[Stored data entries]
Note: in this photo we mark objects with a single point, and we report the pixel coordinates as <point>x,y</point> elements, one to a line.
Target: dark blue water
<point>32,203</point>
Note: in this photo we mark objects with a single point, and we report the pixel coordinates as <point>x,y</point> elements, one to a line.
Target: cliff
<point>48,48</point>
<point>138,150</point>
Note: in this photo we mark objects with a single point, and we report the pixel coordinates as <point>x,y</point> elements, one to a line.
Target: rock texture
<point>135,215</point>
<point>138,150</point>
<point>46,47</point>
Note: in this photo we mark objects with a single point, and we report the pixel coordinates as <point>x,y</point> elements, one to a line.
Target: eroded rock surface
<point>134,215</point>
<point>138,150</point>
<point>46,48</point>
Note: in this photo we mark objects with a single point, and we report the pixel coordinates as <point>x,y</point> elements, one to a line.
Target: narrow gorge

> _DIRECTIONS_:
Give every entry once more, exactly as it reads.

> _SOLUTION FOR THIS PROBLEM_:
Note: in this photo we mark objects with a single point, and we report the pixel coordinates as <point>x,y</point> elements, one to a line.
Target: dark blue water
<point>32,203</point>
Note: in this photo we mark objects with a single point, and we report the pixel coordinates as <point>x,y</point> elements, one to a line.
Target: cliff
<point>48,48</point>
<point>138,150</point>
Note: in this photo we mark objects with a single point, and we report the pixel coordinates as <point>x,y</point> elements, one to a line.
Target: rock texture
<point>135,215</point>
<point>138,150</point>
<point>46,47</point>
Note: in this photo we mark objects with a single point, and we report the pixel coordinates as <point>x,y</point> elements, one to a line.
Target: eroded rock surface
<point>134,215</point>
<point>138,150</point>
<point>46,48</point>
Note: in this photo we mark objects with a single point, and we report the pixel coordinates as <point>x,y</point> elements, one to a line.
Target: narrow gorge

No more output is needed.